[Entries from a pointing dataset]
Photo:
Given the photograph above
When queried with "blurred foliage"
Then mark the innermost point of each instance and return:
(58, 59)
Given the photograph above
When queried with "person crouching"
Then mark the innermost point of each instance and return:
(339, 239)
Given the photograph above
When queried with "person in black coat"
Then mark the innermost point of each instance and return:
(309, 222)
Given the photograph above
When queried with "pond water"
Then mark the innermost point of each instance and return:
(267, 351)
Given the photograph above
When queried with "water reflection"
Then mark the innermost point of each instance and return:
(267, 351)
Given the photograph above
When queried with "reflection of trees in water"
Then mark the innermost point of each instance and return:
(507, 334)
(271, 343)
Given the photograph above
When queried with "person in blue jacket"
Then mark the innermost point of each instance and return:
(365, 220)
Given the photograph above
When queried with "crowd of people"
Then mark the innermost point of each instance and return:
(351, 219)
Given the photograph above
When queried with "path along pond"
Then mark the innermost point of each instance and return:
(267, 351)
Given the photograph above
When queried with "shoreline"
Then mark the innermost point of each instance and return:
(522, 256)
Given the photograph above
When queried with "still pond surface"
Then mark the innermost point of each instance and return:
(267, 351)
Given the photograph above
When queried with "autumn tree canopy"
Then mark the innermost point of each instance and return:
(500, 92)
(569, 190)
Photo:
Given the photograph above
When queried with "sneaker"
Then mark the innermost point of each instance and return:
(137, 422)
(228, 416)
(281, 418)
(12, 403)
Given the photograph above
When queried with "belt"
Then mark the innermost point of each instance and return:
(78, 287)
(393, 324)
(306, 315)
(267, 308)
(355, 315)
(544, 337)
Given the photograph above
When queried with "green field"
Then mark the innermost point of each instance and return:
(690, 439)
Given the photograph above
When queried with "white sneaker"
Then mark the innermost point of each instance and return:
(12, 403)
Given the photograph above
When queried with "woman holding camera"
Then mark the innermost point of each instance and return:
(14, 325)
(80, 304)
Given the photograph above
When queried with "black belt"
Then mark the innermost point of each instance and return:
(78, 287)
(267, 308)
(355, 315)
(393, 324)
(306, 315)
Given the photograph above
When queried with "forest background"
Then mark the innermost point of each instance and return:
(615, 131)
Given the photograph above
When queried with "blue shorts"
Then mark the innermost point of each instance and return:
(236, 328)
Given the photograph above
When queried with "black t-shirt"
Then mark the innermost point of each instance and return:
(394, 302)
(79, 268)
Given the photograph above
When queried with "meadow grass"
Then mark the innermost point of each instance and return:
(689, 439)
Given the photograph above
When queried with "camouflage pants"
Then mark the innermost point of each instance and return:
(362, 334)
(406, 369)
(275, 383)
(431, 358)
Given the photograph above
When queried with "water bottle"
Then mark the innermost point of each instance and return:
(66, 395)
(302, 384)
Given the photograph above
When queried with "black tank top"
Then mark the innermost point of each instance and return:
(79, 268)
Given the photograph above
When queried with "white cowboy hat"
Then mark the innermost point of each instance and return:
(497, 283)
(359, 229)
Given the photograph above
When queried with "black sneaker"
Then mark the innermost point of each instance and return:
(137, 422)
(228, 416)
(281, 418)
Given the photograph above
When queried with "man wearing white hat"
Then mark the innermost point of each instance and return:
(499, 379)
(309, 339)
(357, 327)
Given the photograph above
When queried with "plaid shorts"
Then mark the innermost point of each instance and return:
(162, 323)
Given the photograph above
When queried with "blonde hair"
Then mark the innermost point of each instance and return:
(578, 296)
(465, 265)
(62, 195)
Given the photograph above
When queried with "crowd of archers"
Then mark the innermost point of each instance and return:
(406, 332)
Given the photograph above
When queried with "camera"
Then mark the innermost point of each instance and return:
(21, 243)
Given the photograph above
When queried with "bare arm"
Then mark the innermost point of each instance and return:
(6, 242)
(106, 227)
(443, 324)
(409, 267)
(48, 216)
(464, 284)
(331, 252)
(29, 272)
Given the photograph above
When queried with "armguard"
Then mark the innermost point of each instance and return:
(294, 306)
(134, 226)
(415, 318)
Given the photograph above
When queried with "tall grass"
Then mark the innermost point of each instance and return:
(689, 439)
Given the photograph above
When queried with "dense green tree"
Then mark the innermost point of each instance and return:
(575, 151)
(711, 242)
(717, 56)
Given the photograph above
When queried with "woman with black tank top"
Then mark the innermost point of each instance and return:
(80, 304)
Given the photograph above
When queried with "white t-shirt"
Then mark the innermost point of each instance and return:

Directions for this task
How many lines of the records above contain the string "blue"? Give only the number.

Reply
2